Source data
=== Section Start ===
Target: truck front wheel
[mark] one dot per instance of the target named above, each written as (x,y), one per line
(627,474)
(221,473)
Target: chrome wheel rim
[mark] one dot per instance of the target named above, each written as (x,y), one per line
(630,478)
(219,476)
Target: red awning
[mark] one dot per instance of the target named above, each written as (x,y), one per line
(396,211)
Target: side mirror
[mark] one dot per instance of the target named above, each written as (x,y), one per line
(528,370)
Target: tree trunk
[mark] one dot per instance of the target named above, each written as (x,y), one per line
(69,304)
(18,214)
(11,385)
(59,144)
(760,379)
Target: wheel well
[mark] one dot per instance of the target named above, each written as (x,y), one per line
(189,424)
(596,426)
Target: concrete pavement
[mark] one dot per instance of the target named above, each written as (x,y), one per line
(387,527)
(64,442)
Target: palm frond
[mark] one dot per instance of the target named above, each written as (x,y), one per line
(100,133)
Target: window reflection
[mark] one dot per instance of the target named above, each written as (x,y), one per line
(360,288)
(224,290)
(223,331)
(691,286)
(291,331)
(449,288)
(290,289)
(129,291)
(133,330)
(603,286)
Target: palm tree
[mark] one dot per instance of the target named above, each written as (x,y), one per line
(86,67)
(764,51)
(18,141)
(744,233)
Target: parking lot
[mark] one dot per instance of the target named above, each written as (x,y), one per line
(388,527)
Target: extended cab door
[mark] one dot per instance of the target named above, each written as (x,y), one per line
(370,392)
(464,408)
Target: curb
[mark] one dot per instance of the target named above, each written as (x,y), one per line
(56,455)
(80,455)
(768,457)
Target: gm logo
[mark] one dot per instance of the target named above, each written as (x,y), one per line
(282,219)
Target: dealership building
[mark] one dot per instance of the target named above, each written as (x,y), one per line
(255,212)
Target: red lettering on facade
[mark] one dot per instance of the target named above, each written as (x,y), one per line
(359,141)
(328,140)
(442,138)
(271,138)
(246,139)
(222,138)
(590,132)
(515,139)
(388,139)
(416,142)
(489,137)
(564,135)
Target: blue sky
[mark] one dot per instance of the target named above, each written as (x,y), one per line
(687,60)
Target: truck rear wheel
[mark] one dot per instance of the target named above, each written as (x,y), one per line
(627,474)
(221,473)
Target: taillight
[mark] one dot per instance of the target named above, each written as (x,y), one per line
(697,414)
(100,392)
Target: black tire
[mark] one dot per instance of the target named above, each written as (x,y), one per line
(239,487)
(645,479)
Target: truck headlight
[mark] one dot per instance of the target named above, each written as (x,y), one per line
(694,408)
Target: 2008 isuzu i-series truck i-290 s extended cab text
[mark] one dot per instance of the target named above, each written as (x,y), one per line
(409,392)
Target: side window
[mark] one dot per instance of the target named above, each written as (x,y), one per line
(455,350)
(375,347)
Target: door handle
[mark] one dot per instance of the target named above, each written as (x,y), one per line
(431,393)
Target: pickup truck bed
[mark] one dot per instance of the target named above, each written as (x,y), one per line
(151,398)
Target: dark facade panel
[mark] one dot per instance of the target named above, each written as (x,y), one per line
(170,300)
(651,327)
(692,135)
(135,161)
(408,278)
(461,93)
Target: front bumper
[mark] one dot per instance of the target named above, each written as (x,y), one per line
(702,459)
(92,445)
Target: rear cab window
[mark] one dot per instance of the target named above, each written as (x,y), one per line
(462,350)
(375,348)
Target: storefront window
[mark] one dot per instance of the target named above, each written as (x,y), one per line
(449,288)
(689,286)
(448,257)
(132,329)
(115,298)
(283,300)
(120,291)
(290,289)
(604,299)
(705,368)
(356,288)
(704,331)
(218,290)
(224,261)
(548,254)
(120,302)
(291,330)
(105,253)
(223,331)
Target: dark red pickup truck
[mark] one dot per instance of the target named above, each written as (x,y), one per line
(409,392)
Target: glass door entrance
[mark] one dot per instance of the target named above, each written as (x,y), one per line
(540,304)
=== Section End ===
=== Section Start ===
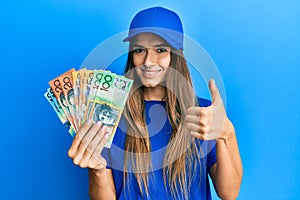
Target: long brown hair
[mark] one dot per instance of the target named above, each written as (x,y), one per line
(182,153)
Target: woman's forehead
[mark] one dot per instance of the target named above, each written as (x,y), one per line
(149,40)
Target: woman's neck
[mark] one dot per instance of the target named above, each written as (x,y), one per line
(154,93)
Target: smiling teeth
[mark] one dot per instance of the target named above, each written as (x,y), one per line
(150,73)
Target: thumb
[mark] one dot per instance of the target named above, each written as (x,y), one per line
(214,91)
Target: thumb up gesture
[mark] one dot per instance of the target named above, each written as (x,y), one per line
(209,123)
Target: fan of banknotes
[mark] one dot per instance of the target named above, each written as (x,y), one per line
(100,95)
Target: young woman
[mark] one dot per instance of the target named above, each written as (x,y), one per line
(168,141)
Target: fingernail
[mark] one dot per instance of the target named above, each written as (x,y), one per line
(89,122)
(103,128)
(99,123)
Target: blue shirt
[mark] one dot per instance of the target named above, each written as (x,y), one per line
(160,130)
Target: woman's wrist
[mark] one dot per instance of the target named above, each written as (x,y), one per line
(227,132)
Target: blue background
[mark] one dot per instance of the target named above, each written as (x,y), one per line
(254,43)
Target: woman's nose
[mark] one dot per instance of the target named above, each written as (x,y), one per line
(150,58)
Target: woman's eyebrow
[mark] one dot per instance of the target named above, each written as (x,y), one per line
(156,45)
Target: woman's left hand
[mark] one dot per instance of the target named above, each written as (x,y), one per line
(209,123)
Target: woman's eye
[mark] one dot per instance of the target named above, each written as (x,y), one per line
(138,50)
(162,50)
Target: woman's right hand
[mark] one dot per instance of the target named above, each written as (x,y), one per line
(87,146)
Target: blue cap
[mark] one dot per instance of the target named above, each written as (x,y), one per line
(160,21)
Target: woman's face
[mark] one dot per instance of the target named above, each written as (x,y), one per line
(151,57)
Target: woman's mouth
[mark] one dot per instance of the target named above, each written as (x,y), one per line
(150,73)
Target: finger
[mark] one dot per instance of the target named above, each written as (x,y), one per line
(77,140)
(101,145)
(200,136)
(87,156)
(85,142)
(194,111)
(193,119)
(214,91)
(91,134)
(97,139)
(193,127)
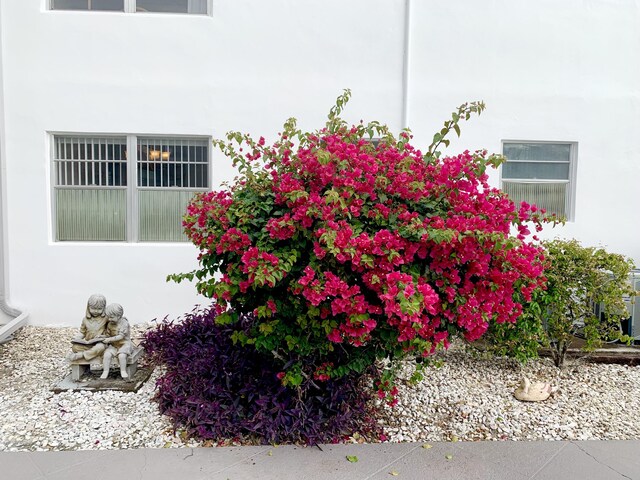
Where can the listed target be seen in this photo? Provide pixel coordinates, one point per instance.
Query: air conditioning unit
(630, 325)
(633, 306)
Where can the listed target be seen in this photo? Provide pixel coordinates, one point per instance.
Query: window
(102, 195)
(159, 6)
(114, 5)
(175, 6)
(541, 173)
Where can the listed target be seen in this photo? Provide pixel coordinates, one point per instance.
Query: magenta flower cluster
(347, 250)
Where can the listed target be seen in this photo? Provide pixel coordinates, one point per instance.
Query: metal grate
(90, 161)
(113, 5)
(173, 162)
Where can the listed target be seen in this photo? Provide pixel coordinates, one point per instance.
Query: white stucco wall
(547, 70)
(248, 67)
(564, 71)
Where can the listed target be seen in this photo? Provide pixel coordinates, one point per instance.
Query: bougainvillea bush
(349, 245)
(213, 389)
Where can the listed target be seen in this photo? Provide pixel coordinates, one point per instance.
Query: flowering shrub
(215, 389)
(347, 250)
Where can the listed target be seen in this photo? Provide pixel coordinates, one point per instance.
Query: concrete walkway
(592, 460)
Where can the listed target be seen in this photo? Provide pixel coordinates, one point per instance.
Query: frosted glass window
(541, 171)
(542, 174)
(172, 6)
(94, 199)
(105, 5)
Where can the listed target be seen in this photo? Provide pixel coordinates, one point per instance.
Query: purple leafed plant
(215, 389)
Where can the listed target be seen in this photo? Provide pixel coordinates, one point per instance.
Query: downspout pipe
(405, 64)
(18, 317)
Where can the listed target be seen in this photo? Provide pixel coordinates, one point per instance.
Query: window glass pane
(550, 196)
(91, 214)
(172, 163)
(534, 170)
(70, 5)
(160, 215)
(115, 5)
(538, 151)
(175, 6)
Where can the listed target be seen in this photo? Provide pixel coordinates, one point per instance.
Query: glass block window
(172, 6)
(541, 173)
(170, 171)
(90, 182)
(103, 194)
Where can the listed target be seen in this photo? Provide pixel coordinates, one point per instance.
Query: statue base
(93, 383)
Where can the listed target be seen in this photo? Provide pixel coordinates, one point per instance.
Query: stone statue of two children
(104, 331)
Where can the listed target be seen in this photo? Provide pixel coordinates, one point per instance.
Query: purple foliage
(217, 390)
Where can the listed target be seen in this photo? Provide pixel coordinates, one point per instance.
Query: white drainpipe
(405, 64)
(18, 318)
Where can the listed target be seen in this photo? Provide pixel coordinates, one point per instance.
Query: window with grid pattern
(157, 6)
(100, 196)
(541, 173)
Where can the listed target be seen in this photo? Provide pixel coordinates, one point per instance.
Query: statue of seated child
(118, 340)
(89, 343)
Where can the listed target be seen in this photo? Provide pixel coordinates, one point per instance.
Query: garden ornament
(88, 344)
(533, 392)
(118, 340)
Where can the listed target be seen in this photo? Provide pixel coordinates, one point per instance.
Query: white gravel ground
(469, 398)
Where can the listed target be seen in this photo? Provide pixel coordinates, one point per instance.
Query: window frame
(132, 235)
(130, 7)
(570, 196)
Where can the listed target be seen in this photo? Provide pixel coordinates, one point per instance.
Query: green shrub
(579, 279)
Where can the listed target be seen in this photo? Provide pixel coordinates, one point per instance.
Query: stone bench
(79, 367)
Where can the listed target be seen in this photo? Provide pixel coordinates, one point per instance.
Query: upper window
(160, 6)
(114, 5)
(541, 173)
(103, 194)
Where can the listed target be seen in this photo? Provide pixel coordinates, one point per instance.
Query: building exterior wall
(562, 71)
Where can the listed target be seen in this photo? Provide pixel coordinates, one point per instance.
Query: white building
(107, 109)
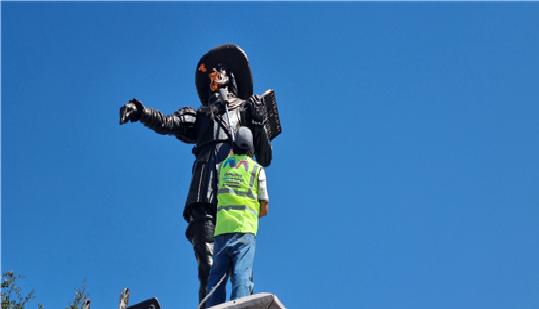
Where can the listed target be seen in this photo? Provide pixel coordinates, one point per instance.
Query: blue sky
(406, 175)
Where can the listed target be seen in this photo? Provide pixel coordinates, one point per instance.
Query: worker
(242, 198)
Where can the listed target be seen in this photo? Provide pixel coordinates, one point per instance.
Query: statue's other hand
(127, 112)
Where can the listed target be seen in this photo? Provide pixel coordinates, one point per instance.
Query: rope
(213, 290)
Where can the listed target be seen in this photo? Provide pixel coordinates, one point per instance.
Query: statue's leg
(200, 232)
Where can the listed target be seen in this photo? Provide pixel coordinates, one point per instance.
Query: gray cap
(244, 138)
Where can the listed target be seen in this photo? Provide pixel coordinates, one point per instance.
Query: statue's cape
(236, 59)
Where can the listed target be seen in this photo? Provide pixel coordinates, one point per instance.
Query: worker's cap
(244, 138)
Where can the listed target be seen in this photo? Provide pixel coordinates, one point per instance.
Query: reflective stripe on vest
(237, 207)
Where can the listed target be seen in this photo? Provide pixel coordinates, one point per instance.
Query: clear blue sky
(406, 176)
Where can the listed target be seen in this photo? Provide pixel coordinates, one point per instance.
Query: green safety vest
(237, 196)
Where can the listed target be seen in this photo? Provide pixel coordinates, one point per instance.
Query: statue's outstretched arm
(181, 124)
=== Section End ===
Retype the records above, but only those lines that fall between the line containing "Target: truck front wheel" and the line containing "Target: wheel well", with both of those lines included, exactly as written.

Target: truck front wheel
[mark] one dot per instance of the target named above, each written as (x,y), one per line
(627,474)
(221,473)
Target: chrome wheel rim
[mark] one dot per instance of the target named above, each written as (x,y), one per line
(630,478)
(219,476)
Target: red awning
[mark] one dot per instance of the target named above, each written as (x,y), one per line
(396,211)
Target: side mirror
[mark] one dot per instance of the target named above, each written as (x,y), one per line
(528,370)
Target: tree trunk
[mark] one dot per instance of the target named above, each written as (x,y), one per line
(69,304)
(18,214)
(11,385)
(59,144)
(760,379)
Target: wheel well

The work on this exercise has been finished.